Listed entries
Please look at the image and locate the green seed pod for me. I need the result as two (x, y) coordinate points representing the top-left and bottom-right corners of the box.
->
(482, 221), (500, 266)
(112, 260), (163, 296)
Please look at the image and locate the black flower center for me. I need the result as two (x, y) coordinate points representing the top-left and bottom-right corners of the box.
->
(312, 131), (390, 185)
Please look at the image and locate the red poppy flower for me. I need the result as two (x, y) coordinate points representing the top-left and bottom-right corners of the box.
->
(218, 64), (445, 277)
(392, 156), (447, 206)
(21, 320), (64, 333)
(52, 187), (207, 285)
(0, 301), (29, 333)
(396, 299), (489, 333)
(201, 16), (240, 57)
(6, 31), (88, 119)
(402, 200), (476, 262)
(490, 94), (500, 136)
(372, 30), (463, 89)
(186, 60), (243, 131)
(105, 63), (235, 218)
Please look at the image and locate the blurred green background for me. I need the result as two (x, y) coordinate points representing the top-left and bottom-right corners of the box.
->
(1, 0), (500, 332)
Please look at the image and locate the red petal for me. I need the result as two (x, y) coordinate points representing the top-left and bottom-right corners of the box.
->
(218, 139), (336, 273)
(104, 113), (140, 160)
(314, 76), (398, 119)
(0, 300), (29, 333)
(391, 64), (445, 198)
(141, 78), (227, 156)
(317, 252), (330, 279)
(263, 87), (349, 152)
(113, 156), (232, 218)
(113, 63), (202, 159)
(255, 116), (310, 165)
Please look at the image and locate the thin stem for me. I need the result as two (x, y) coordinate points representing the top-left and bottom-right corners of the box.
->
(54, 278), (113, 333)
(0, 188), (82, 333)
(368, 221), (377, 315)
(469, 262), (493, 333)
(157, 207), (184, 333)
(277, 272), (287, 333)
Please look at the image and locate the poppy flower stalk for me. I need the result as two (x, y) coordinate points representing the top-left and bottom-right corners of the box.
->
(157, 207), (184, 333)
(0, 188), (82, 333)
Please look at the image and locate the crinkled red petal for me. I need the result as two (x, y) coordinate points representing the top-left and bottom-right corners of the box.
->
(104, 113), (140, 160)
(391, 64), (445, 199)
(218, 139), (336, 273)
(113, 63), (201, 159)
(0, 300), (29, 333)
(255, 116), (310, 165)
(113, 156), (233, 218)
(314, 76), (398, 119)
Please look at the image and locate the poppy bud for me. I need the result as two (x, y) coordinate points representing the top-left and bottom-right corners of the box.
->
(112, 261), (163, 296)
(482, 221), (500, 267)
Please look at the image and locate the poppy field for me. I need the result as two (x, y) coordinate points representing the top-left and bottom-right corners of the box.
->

What to produce
Out of the data above, transcribe exactly and only the lines starting with the line that has "Please look at the image and locate the blurred" and going on through the line that has "Please look at the image and locate the red petal", both included.

Result below
Please look at the image and locate the blurred green background for me. I need the result as two (x, y) coordinate points representing the top-left and bottom-right corners of the box.
->
(1, 0), (500, 332)
Please look at the image and locate the red petal for me. I need the result as two (x, y) coordinate points representing the top-left and bottom-right corners of the box.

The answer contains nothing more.